* [Geselecteerde passage]:
****************************************

8.1.8.Voormelde verklaringen gezamenlijk bezien is het hof van oordeel dat [appellant] is geslaagd in het aan hem opgedragen bewijs dat de gebreken aan de cv-installatie en de filters reeds bestonden voor de verkoop. Naar het oordeel van het hof heeft [geintimeerde sub 1.] c.s. dit bewijs niet ontkracht. De in contra-enquête gehoorde getuige [getuige sub 2.] heeft enkel verklaard dat hij veel in het zwembad is geweest toen [geintimeerde sub 2.] en [geintimeerde sub 1.] er nog woonden. Alles functioneerde toen volgens [getuige sub 2.]. Nu de woning aanzienlijke tijd heeft leeggestaan voordat deze werd verkocht aan [appellant] zegt dit naar het oordeel van het hof onvoldoende over de staat van het zwembad voorafgaand aan de verkoop, maar na het vertrek van [geintimeerde sub 1.] en [geintimeerde sub 2.]. De makelaar [makelaar] heeft weliswaar verklaard dat hij geen gebreken aan de filters of de pomp heeft gezien, maar ook dat hij daarnaar geen onderzoek heeft gedaan.
8.1.9.Het hof is van oordeel dat de woning gelet op genoemde gebreken niet voldoet aan hetgeen [appellant] op grond van de overeenkomst mocht verwachten. [appellant] heeft met betrekking tot herstel van de cv-installatie een bedrag van € 814,41 inclusief btw gevorderd (productie 8 inleidende dagvaarding, bijlage 7b). Dit bedrag wordt als niet dan wel onvoldoende weersproken toegewezen. Met betrekking tot reparatie van de filters heeft [appellant] een bedrag van € 731,60 inclusief btw gevorderd, welk bedrag eveneens wordt toegewezen (zie eveneens bijlage 7b). Daarnaast wordt toegewezen een bedrag van € 130,90 ter zake inspectiekosten. Voor het overige ziet het gevorderde bedrag, naar het hof begrijpt uit bijlage 7b bij productie 8 bij de inleidende dagvaarding, grotendeels op kosten voor herstel van de zwembadwand (€ 6.484,31 inclusief btw). Naar het oordeel van het hof volgt uit het door [appellant] in de memorie van grieven gestelde evenwel niet dan wel onvoldoende duidelijk dat hij ter zake een bedrag vordert. Het totaal toe te bewijzen bedrag is aldus € 1.676,91 inclusief btw (€ 814,41 plus € 731,60 plus € 130,90). Aangezien de rechtbank genoemde bedragen heeft afgewezen, wordt het vonnis in zoverre vernietigd.

****************************************

* [Opdracht]: Stel voor elk van de beweringen (a), (b) en (c) vast of die strookt met de geselecteerde passage, en antwoord met ja of nee plus de doorslaggevende woorden uit de geselecteerde passage, letterlijk aangehaald. (a) De makelaar heeft verklaard dat hij de filters en de pomp heeft onderzocht. (b) Voor reparatie van de filters wordt € 731,60 inclusief btw toegewezen. (c) Het vonnis van de rechtbank blijft volledig in stand. De items hierna staan los van de geselecteerde passage.

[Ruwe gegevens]
****************************************

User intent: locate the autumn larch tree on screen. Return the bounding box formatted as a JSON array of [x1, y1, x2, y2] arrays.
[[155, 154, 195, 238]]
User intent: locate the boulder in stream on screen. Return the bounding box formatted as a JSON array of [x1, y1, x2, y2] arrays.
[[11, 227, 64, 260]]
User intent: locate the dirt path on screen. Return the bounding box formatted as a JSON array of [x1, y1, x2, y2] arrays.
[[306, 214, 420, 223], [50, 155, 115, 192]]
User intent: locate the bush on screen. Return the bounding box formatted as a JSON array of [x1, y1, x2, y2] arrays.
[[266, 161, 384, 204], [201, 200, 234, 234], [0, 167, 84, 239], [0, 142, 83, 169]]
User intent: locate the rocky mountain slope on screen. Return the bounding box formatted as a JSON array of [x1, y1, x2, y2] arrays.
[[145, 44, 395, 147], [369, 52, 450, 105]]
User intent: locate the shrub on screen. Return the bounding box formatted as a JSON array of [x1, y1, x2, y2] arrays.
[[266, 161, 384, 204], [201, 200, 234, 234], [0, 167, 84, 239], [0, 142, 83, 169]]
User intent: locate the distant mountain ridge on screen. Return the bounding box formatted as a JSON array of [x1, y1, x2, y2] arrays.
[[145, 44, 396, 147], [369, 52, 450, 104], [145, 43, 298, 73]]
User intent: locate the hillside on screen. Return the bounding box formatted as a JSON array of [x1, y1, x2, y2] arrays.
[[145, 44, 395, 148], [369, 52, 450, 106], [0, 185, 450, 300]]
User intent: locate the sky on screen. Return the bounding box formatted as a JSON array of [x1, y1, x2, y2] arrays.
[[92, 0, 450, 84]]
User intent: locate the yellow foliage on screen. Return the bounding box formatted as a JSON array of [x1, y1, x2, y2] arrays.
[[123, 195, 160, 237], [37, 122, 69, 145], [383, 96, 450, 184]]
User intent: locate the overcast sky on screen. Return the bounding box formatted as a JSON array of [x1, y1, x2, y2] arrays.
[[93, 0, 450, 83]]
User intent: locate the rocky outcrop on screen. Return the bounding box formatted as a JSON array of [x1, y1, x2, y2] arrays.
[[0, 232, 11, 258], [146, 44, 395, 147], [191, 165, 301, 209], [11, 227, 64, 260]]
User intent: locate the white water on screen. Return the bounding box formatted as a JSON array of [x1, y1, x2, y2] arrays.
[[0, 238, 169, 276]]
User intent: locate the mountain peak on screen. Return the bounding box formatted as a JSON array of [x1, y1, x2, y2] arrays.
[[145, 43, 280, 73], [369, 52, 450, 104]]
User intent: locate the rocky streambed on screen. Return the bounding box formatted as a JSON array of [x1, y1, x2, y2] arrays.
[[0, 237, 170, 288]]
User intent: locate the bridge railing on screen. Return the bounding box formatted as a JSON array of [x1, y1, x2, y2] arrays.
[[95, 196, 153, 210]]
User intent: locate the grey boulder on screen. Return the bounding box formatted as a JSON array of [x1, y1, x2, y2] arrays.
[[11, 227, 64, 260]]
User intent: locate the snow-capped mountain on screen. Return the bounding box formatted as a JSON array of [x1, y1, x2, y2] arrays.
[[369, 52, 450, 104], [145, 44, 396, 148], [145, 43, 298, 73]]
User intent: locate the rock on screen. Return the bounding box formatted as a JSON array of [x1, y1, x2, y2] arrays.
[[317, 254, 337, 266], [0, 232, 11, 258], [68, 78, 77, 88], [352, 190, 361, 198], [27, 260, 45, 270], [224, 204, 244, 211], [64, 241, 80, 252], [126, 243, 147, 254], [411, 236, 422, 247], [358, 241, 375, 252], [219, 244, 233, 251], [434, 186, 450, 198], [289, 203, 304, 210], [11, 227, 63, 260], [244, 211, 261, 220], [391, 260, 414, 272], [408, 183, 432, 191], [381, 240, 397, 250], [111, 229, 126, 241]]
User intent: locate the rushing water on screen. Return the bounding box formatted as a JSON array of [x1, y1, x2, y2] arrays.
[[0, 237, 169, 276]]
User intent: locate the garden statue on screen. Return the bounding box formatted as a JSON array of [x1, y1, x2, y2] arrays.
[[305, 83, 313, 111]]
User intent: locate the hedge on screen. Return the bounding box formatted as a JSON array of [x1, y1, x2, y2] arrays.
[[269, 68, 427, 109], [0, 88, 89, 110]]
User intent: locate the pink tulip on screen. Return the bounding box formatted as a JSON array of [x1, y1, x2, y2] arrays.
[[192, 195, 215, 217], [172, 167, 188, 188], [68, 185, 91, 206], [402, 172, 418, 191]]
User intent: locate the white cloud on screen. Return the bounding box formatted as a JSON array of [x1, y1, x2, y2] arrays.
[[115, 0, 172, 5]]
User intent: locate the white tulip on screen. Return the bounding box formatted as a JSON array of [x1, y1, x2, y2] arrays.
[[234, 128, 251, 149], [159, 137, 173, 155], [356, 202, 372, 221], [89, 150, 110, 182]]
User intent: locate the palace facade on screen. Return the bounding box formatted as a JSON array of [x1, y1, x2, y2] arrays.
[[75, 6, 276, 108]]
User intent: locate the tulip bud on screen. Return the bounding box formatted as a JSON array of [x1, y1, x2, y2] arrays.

****************************************

* [Uitwerking]:
(a) Nee: "maar ook dat hij daarnaar geen onderzoek heeft gedaan"
(b) Ja: "een bedrag van € 731,60 inclusief btw gevorderd, welk bedrag eveneens wordt toegewezen"
(c) Nee: "wordt het vonnis in zoverre vernietigd"